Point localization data
=== Begin Enclosure ===

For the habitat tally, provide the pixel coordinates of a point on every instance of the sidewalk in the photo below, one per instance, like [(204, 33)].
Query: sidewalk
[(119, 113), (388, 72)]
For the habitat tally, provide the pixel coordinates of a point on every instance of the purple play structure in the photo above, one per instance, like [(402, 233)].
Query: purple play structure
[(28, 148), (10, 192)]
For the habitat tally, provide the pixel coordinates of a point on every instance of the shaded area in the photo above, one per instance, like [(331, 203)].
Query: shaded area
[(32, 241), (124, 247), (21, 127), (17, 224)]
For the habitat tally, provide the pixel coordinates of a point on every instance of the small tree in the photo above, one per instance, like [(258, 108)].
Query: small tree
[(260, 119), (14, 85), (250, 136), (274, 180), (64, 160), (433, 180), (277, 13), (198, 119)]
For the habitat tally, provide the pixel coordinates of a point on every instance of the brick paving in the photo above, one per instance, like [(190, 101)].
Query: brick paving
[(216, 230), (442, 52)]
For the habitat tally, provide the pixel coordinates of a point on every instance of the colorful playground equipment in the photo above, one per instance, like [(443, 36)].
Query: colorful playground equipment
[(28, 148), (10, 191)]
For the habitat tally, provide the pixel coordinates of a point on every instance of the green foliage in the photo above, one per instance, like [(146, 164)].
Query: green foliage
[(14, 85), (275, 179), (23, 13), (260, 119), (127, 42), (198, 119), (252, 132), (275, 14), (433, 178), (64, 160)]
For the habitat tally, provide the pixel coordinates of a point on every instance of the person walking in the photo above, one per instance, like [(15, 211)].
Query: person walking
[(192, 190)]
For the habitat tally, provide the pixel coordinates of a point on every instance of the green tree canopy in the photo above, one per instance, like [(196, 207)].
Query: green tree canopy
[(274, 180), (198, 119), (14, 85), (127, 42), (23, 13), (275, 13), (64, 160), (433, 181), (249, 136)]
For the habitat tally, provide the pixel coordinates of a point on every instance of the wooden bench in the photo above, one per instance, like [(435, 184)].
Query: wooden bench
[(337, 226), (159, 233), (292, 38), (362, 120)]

=== End Enclosure ===

• What you are asked to do
Repeat only what runs from the line holding "like [(435, 184)]." to the end of the data, keeping every line exactly as written, first and last included.

• Result below
For the habitat tally, provide the pixel coordinates of a point on every instance of the wooden bench in the photo above, one per instance, like [(435, 184)].
Query: wooden bench
[(337, 226), (159, 233), (292, 38), (362, 120)]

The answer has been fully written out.